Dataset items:

******************************

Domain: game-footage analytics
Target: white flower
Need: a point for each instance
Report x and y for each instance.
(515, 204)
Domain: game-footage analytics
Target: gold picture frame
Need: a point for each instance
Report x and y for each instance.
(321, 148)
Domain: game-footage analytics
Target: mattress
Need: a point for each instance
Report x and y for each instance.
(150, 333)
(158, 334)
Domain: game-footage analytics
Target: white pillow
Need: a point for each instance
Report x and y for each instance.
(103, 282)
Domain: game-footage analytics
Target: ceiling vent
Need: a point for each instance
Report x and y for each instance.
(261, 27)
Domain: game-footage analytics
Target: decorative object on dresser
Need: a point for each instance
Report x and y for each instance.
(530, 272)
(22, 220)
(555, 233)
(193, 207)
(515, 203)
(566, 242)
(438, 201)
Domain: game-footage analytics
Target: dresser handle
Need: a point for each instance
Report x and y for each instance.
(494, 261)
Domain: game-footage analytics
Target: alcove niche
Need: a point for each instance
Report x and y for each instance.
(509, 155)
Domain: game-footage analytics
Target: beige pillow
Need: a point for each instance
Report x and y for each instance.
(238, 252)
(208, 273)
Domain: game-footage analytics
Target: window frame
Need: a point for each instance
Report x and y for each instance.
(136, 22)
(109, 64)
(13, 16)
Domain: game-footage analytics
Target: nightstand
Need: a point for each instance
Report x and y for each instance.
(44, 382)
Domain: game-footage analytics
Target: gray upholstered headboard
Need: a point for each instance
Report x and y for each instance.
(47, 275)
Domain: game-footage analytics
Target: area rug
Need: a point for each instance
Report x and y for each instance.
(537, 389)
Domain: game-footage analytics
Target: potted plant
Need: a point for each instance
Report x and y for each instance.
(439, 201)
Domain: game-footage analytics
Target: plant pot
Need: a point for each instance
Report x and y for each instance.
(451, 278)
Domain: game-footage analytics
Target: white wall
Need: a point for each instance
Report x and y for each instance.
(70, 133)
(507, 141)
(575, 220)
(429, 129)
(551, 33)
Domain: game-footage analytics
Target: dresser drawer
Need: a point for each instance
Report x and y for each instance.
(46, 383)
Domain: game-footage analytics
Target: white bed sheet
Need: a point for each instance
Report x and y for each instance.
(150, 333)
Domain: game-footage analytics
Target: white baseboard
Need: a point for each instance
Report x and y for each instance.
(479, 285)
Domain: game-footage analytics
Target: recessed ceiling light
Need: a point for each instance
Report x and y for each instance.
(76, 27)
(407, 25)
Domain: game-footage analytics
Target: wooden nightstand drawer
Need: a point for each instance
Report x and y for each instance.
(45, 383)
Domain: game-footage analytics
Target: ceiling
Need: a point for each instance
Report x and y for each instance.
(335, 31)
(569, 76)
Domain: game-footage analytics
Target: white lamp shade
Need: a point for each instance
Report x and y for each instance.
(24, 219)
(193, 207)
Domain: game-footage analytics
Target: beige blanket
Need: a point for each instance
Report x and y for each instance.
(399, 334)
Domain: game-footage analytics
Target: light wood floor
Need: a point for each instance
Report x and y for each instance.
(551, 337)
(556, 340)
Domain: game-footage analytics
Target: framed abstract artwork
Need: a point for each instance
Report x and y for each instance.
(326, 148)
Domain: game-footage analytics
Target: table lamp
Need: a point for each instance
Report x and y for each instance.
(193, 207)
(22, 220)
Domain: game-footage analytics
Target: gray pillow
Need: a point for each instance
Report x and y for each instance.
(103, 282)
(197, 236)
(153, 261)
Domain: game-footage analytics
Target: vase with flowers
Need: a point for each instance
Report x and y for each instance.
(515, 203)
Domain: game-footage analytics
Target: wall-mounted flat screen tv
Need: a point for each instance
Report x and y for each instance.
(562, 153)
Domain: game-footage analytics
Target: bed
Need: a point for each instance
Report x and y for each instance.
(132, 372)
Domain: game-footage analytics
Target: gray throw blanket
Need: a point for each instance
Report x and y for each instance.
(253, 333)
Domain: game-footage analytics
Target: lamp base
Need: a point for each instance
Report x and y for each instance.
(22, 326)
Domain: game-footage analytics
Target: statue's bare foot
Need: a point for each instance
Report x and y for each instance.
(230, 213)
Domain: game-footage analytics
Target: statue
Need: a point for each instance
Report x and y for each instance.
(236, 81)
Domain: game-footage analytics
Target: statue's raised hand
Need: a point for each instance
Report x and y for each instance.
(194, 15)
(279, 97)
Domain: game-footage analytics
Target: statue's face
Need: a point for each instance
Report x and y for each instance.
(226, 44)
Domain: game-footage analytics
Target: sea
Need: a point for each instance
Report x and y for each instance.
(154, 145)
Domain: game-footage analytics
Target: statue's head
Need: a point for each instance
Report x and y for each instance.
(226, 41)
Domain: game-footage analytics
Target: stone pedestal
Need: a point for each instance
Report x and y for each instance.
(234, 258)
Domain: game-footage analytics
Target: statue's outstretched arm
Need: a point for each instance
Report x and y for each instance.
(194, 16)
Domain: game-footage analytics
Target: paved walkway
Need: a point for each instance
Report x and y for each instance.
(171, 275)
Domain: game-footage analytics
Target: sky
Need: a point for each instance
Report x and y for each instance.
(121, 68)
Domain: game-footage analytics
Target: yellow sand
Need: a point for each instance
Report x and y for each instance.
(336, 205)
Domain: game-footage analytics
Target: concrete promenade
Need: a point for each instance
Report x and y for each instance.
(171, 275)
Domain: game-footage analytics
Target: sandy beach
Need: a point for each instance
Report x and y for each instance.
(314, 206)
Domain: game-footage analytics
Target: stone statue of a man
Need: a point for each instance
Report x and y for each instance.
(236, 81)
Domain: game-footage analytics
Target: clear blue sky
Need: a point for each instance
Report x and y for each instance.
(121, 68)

******************************

◆ THE EXERCISE ◆
Please pick out every line above that contains the word "ceiling", matching case exactly, and copy each one.

◆ EXERCISE OUTPUT ◆
Target: ceiling vent
Target: recessed ceiling light
Target: ceiling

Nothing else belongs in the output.